▶ [Document source]
A.    Ils sont illustrés dans toutes les réalisations que divulgue le brevet ′935 et celui-ci n’enseigne pas comment fabriquer l’invention sans ces éléments.

B.    Ces éléments interagissent et se situent au cœur du mécanisme du dispositif. Ce dernier fonctionnerait de manière différente si ces éléments étaient remplacés et leur remplacement outrepasserait les capacités de la personne versée dans l’art (en d’autres termes, les remplacer nécessiterait une ingéniosité inventive).

C.   Ces éléments et leur organisation sont tout à fait originaux.

[58]      À mon avis, les première et troisième raisons invoquées par la Cour fédérale, à elles seules, ne suffiraient pas. De fait, la première raison limite la portée de revendications valides aux réalisations décrites dans la divulgation, les revendications qui vont au-delà des réalisations décrites étant d’une portée excessive. C’est faux. L’objet de la divulgation d’un brevet est de satisfaire à l’exigence prévue au paragraphe 27(3) de la Loi sur les brevets, qui est de « décrire d’une façon exacte et complète l’invention et son application ou exploitation, telles que les a conçues son inventeur ». En général, et c’est le cas en l’espèce, les brevets décrivent les réalisations préférentielles (ou exemplaires), mais ils ne tentent pas de décrire toutes les réalisations possibles de l’invention.

Enregistrements issus d'une collection
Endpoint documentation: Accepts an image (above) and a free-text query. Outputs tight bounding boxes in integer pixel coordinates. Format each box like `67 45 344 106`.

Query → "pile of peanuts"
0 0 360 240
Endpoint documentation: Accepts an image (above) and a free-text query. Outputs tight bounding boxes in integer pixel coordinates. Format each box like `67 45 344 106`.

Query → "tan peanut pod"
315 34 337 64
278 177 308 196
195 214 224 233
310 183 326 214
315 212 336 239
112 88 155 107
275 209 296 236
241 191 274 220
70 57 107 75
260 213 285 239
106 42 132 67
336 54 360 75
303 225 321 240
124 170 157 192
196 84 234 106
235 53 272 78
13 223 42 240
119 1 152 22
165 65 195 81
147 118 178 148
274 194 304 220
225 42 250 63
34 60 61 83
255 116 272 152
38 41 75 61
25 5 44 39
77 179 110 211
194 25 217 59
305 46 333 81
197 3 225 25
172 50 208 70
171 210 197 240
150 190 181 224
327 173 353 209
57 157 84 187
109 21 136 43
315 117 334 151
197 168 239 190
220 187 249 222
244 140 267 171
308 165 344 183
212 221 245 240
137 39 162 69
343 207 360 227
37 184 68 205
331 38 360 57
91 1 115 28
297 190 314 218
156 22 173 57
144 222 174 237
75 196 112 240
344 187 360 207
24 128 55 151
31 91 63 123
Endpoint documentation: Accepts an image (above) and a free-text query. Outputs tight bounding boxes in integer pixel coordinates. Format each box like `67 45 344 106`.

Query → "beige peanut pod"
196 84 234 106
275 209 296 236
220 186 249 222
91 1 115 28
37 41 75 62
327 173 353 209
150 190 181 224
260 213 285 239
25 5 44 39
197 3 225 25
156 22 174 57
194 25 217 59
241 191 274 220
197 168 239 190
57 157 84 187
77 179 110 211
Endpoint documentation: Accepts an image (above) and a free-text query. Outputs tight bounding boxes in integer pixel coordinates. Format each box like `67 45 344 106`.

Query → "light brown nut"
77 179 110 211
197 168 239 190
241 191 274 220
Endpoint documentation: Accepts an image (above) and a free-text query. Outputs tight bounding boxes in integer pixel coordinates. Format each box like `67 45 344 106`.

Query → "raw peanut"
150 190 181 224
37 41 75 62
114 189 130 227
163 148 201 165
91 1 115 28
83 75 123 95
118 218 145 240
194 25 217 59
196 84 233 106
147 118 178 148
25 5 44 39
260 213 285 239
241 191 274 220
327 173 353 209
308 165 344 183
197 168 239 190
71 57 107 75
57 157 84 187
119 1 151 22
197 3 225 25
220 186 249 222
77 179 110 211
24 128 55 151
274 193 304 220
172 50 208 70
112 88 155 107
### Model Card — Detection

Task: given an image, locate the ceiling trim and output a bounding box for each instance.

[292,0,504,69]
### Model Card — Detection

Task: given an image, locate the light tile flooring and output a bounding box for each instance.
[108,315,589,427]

▶ [Consigne 1]
D'après le document source, quel paragraphe de la Loi sur les brevets énonce l'exigence à laquelle doit satisfaire la divulgation d'un brevet ?
▶ [Consigne 2]
Selon le passage du paragraphe 27(3) cité dans le document source, quels sont tous les objets que la divulgation doit décrire d'une façon exacte et complète ?
▶ [Consigne 3]
Prolongez l'extrait consacré au brevet ′935 en reprenant immédiatement après sa dernière phrase.

▶ [Réponse 1]
Le paragraphe 27(3) de la Loi sur les brevets.

▶ [Réponse 2]
- L'invention
- Son application
- Son exploitation

▶ [Réponse 3]
[59]      La troisième raison donnée par la Cour fédérale pour étayer sa conclusion de portée excessive pose problème, car elle indique qu’un brevet ne peut pas décrire une invention sans la revendiquer — que toute invention originale doit être revendiquée. De toute évidence, cette affirmation est inexacte, comme le démontre la pratique bien connue consistant à déposer des demandes divisionnaires lorsqu’une demande de brevet décrit plus d’une invention (voir le paragraphe 53 ci-dessus). Il serait judicieux pour l’inventeur de revendiquer toute invention qui est décrite dans la divulgation du brevet, mais il n’est pas tenu de le faire. De même, le simple fait que certains éléments ou leur organisation soient originaux ne signifie pas qu’ils doivent nécessairement être revendiqués.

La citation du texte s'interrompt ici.